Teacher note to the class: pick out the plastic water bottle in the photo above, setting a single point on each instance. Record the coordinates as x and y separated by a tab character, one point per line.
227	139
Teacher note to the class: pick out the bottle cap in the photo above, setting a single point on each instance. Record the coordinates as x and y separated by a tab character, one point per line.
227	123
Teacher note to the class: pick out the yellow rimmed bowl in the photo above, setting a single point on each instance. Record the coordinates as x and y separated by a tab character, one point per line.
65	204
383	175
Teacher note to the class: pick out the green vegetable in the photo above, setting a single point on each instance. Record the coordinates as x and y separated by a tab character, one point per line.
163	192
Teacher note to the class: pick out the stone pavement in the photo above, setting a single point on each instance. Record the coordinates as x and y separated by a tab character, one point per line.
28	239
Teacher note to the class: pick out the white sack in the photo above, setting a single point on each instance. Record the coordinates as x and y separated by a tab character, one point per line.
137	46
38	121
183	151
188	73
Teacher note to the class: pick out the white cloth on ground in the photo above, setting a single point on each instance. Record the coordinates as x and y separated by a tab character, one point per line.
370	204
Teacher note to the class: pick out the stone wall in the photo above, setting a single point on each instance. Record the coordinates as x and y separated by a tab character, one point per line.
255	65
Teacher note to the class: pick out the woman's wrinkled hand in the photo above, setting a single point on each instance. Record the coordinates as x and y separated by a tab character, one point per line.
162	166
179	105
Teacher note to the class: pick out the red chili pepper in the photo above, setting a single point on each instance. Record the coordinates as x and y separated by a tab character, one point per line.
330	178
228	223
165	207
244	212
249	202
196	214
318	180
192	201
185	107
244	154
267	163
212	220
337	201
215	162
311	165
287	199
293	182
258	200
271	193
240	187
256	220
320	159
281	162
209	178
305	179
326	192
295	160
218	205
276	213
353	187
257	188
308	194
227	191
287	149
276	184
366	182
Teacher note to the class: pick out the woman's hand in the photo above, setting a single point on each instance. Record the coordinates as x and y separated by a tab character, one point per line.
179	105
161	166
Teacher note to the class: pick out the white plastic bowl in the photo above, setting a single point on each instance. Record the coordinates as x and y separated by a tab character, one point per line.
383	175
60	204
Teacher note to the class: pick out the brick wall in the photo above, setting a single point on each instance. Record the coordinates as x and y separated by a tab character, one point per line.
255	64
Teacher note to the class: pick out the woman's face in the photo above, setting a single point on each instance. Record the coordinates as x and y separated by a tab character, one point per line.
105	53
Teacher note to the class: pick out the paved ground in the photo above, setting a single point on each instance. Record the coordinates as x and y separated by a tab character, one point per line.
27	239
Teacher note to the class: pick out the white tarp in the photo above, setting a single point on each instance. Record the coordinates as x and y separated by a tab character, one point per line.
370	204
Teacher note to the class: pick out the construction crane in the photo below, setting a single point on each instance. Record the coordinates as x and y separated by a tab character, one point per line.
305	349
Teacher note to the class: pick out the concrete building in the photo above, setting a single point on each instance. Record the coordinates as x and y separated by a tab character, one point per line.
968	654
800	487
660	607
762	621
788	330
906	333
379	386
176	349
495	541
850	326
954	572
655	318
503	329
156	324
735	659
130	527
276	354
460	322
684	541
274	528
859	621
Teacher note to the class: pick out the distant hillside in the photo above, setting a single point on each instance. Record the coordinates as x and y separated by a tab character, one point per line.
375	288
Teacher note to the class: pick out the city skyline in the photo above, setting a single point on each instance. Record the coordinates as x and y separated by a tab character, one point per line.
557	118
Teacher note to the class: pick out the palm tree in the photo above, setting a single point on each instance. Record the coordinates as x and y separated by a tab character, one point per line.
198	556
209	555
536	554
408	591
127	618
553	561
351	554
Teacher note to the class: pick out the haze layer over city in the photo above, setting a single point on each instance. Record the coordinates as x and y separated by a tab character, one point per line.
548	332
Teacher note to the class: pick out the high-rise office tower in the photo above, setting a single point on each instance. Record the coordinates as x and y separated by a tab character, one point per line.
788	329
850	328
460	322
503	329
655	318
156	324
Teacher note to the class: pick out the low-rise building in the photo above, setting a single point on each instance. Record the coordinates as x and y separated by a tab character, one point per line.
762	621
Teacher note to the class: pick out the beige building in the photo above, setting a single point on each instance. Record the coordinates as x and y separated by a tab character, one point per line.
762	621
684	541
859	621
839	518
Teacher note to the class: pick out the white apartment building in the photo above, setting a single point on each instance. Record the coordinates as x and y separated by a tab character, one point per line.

Task goal: Give an exact transcription of all the material.

Answer below:
Teacher note to the class: pick out the plastic water bottle in the photo above, setting a single point on each instance. Record the coordinates as x and y separated by a tab character, one point per line.
227	139
Teacher note to the class: pick out the bottle cap in the photo above, setting a single point on each instance. Record the coordinates as x and y separated by a tab character, one point per line.
227	123
Teacher note to the class: pick out the yellow rimmed bowl in the photo above, setting a single point on each instance. Record the coordinates as x and y separated by a tab character, one point per line.
65	204
383	175
Teacher note to the class: pick out the green vegetable in the photo above, setting a single point on each instance. Record the coordinates as x and y separated by a tab character, one point per line.
163	192
Teacher note to the class: pick out the stone pavement in the photo above, setting a single point on each instance. Record the coordinates as x and y separated by a tab character, one point per line.
28	239
Teacher note to the class: pick out the white sack in the photo above, setting a single point on each instance. Record the coordinates as x and y separated by a tab character, one point per line.
137	46
38	121
183	151
188	73
Teacher note to the class: pick out the white cloth on ground in the photo above, setting a single point on each instance. Record the coordinates as x and y separated by a tab character, one point per line.
370	204
Teacher note to the class: pick out the stone wall in the photo above, setting a single point on each instance. Record the coordinates as x and y separated by a tab character, one point per line.
255	65
Teacher note to the class: pick out the woman's wrinkled hand in the photo above, setting a single point on each instance. Record the coordinates as x and y separated by a tab character, one point per line.
162	166
179	105
Teacher note to the class: pick out the red chili pepper in the photo above, setting a single point on each instance. Record the coordinates as x and y separated by a tab character, one point per line.
330	178
228	223
165	207
244	212
249	202
196	214
318	180
192	201
185	107
244	154
267	163
212	220
337	201
215	162
311	165
287	199
293	182
258	200
271	193
240	187
256	220
320	159
281	162
209	178
305	179
326	192
295	160
218	205
276	213
353	187
257	188
308	194
227	191
287	149
276	184
366	182
Teacher note to the class: pick out the woman's hand in the photo above, setting a single point on each instance. Record the coordinates as x and y separated by a tab character, one point per line.
179	105
161	166
Teacher note to the class: pick out the white plastic bowl in the photo above, setting a single point on each instance. Record the coordinates as x and y separated by a tab character, one point per line.
383	175
60	204
Teacher note to the class: pick out the brick wall in the photo above, setting a single point on each instance. Record the coordinates as x and y separated by a tab character, one point per line.
255	64
Teacher note to the class: pick out the woman's face in the photo above, setting a single point on each instance. Record the coordinates as x and y separated by a tab character, one point per line.
105	53
Teacher note to the class: pick out the paved ground in the photo above, setting a single point on each instance. Record the coordinates as x and y separated by a tab character, one point per line.
27	239
Teacher note to the class: pick out the white tarp in the photo above, setting a single point on each instance. Record the coordinates as x and y separated by a tab character, one point per line.
370	204
Teacher note to the class: pick out the construction crane in the photo below, setting a single point on each instance. Record the coordinates as x and y separated by a tab character, one point per line.
305	349
Teacher note to the class: pick out the concrete building in the photo above, setting a single point on each instance. Record the coordinates as x and y separated by a tab character, one point per line.
968	654
800	487
660	607
762	621
788	330
906	333
379	386
176	349
495	541
850	326
954	572
655	318
503	329
156	324
735	659
130	527
276	354
460	322
684	541
274	528
859	621
Teacher note to the class: pick out the distant hillside in the photo above, setting a single point on each instance. Record the coordinates as x and y separated by a tab character, one point per line.
375	288
Teacher note to the class: pick out the city skyline in the photo above, setting a single point on each instance. Record the coordinates as x and y separated by a tab character, one point per line.
557	118
Teacher note to the class: pick out the palm tree in the photo above, setting a single point on each instance. Record the coordinates as x and y separated by a tab character, one point per line.
198	556
209	555
536	554
408	591
127	618
553	561
351	554
Teacher note to the class: pick out the haze layer over city in the photo above, setting a single point on each instance. Record the coordinates as x and y separated by a tab character, one point per line.
548	332
Teacher note to the class: pick out the high-rise office tower in the photo above, setting a single point on each instance. Record the coordinates as x and y separated by a tab character, one point per line.
788	329
850	328
460	322
503	329
655	318
156	324
Teacher note to the class: pick out the low-rise building in the photo above, setting a single point on each instance. Record the coordinates as x and y separated by a tab character, one point per line.
762	621
Teacher note to the class: pick out the beige building in the photo above, setting a single point on each instance. Record the coordinates as x and y separated by a tab character, one point per line.
762	621
684	541
859	621
839	518
Teacher note to the class: pick out the white apartment building in the photo above, setting a single point on each instance. Record the coordinates as x and y separated by a tab character, one point per line.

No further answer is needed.